▸ Qué debes hacer:
- 1) Transcribe sin cambios el tramo del fragmento que va desde "Como se dijo" hasta "interrumpir la prescripción.".
- 2) Convierte en una lista breve el párrafo del fragmento que empieza con "El actor al haber presentado", sin perder sus datos principales.

Como se dijo anteriormente, la obligación atribuida al demandado de ejecutar la obra acordada en el contrato de fecha 19 de octubre de 2012, se tornó exigible desde el vencimiento del plazo acordado en dicho contrato; estos es, el 01 de diciembre de 2012, a partir de esta fecha dio inicio al cómputo de la prescripción general prevista en el art. 1507 del Código Civil que se consolida en el plazo máximo de 5 años; durante el transcurso de este tiempo el demandante estaba habilitado para interponer cualquiera acción o petición encaminada a exigir el cumplimiento de la obligación y por ende a interrumpir la prescripción.
El actor al haber presentado en julio de 2013 la demanda de diligencia preparatoria de reconocimiento de firmas y rúbricas en contra del hoy demandado, cuyos antecedentes de dicho trámite preliminar cursa en calidad de prueba en la presente causa de fs. 2 a 5 vta. y 63 a 82; la misma cumple con los requisitos para interrumpir la prescripción establecidos por la jurisprudencia descrita en la doctrina aplicable, toda vez que se trata de una demanda preliminar que tiene por finalidad preparar un futuro proceso y fue presentada formalmente ante autoridad judicial por el demandante Roberto Alizares Vedia, contra Vitalio Saci Sacaca; ambos debidamente identificados, actuado con el cual se dio cumplimiento al primer requisito exigido de ser deducida ante un órgano jurisdiccional.
Si bien el memorial de postulación de dicho proceso preliminar es relativamente breve en su desarrollo; sin embargo, describe de manera clara e inequívoca el objeto de la misma que fue lograr el reconocimiento de la firma y rúbrica de Vitalio Saci Sacaca estampada en el contrato de obra de fecha 19 de octubre de 2012 para iniciar posteriormente un proceso judicial, donde además se anuncia que dicha persona será la futura demandada en ese proceso, datos que constituyen suficientes elementos que permiten asumir conocimiento de que el actor tenía en aquel tiempo la firme decisión de instaurar una futura acción prevista en el art. 568 del Código Civil en contra del hoy demandado encaminada, ya sea, a exigir el cumplimiento de la obligación atribuida a dicha persona o pedir la resolución del contrato por incumplimiento voluntario; en el caso presente, el demandante optó por la primera opción, cumpliéndose de esta manera con el segundo requisito de demostrar de manera inequívoca la voluntad del acreedor encaminada a exigir y lograr el cumplimiento de la obligación.

▸ Datos mostrados:

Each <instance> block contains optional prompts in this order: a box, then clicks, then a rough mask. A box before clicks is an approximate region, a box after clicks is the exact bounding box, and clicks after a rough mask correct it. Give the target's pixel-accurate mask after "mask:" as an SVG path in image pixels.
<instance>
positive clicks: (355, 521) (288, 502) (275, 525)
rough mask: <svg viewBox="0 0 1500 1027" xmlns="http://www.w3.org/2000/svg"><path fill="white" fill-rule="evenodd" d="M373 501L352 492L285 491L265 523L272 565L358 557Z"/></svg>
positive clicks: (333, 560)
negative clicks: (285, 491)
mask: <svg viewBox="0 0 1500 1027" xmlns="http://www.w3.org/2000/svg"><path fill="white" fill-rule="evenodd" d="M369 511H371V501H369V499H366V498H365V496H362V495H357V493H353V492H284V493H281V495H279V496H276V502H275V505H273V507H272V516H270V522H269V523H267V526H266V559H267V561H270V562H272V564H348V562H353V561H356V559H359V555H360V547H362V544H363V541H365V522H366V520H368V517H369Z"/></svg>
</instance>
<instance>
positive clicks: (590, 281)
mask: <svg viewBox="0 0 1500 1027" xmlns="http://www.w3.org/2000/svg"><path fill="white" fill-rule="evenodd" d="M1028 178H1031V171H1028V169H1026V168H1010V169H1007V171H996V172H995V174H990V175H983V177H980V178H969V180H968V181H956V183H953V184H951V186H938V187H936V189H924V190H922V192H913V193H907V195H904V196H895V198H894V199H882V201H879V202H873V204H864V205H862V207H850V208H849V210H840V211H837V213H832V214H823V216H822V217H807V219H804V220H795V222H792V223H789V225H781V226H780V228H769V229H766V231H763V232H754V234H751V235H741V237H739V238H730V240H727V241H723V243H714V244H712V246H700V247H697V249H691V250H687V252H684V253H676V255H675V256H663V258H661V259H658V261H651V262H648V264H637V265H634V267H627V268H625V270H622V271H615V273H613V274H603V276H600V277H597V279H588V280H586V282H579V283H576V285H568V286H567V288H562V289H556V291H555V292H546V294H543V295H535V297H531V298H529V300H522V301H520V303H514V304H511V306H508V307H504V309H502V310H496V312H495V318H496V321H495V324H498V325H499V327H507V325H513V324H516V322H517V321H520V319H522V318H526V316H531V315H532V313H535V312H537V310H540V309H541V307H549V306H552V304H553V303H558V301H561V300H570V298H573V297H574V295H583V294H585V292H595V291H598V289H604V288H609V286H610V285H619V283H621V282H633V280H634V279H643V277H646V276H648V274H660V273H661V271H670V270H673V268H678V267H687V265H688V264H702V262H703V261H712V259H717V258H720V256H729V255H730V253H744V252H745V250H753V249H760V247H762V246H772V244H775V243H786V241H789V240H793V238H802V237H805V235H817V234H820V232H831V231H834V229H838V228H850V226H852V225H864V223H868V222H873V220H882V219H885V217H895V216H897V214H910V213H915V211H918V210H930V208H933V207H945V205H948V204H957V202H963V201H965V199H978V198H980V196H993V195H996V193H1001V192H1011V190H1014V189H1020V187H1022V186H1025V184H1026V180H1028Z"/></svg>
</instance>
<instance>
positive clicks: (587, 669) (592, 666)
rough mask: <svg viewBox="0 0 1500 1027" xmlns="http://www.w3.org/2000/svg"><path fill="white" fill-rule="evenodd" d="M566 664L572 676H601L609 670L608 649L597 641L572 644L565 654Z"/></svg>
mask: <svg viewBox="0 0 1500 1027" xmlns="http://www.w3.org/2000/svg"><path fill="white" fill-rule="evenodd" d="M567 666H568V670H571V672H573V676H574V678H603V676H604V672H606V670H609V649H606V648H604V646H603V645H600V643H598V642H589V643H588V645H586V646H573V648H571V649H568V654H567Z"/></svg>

▸ Respuestas:
- 1)
Como se dijo anteriormente, la obligación atribuida al demandado de ejecutar la obra acordada en el contrato de fecha 19 de octubre de 2012, se tornó exigible desde el vencimiento del plazo acordado en dicho contrato; estos es, el 01 de diciembre de 2012, a partir de esta fecha dio inicio al cómputo de la prescripción general prevista en el art. 1507 del Código Civil que se consolida en el plazo máximo de 5 años; durante el transcurso de este tiempo el demandante estaba habilitado para interponer cualquiera acción o petición encaminada a exigir el cumplimiento de la obligación y por ende a interrumpir la prescripción.

- 2)
- En julio de 2013, el actor presentó contra el hoy demandado una demanda de diligencia preparatoria de reconocimiento de firmas y rúbricas.
- Los antecedentes de ese trámite figuran como prueba en la causa, de fs. 2 a 5 vta. y de 63 a 82.
- Según la jurisprudencia citada en la doctrina aplicable, esa demanda cumple los requisitos para interrumpir la prescripción.
- Es una demanda preliminar cuyo fin es preparar un proceso futuro.
- Roberto Alizares Vedia la presentó formalmente ante autoridad judicial contra Vitalio Saci Sacaca, y ambos quedaron debidamente identificados.
- Con ello se cumplió el primer requisito: que la demanda se dedujera ante un órgano jurisdiccional.